_Exercise instructions_
In your reply, repeat the full listing exactly and leave each picture out.

_Source records_
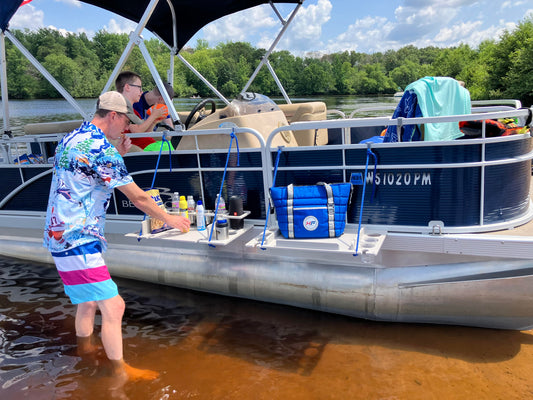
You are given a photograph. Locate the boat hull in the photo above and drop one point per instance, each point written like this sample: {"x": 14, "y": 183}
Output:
{"x": 472, "y": 291}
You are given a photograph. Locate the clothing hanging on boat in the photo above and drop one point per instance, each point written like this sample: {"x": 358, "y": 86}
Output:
{"x": 431, "y": 97}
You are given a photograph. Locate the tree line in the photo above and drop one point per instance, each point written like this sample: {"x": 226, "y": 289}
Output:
{"x": 499, "y": 68}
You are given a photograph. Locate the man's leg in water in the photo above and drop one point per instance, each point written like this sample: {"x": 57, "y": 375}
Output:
{"x": 85, "y": 325}
{"x": 112, "y": 311}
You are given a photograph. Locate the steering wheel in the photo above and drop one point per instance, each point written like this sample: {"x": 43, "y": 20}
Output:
{"x": 200, "y": 109}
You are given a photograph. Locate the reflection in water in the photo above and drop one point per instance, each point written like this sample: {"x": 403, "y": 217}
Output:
{"x": 213, "y": 347}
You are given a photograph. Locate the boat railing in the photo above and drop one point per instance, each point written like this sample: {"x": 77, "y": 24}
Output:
{"x": 483, "y": 162}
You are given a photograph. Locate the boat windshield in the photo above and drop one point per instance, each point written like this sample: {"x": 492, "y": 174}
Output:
{"x": 252, "y": 103}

_Answer for this exercise_
You are given a photograph. Locate the boat hull in the photo above and drop one point per instance, each point written like this sample: {"x": 14, "y": 183}
Output:
{"x": 472, "y": 291}
You are given a photograph. Locate the clothing hanging on boat in the photo above and drop one point per instance, each point written like this sample: {"x": 358, "y": 86}
Output:
{"x": 431, "y": 97}
You are given a photograph. Locate the tree line in the photo above and drop one point per instance, each point written like this sample: {"x": 226, "y": 289}
Output:
{"x": 499, "y": 68}
You are given a photograph. Locate the man's leg in water in the photo above and drop one point per instance, each point written like this sample: {"x": 57, "y": 375}
Output:
{"x": 85, "y": 325}
{"x": 112, "y": 311}
You are given a photograph. Locate the steering wheel in the photo above and drop one point per instance, each point written like this sample: {"x": 43, "y": 20}
Output:
{"x": 200, "y": 109}
You are given a photograph. Locate the reflection in water in the photo above and drop one point per instance, each point written like this sample: {"x": 403, "y": 217}
Output:
{"x": 213, "y": 347}
You are given a photograph. Locate the boat railing in the photo above and drop one point per instance, each point written like this sample: {"x": 77, "y": 24}
Output:
{"x": 483, "y": 162}
You are given a photograph. Locate the boat windshield in the photo above and drop one point per instance, each point written like this sample: {"x": 492, "y": 174}
Output:
{"x": 252, "y": 103}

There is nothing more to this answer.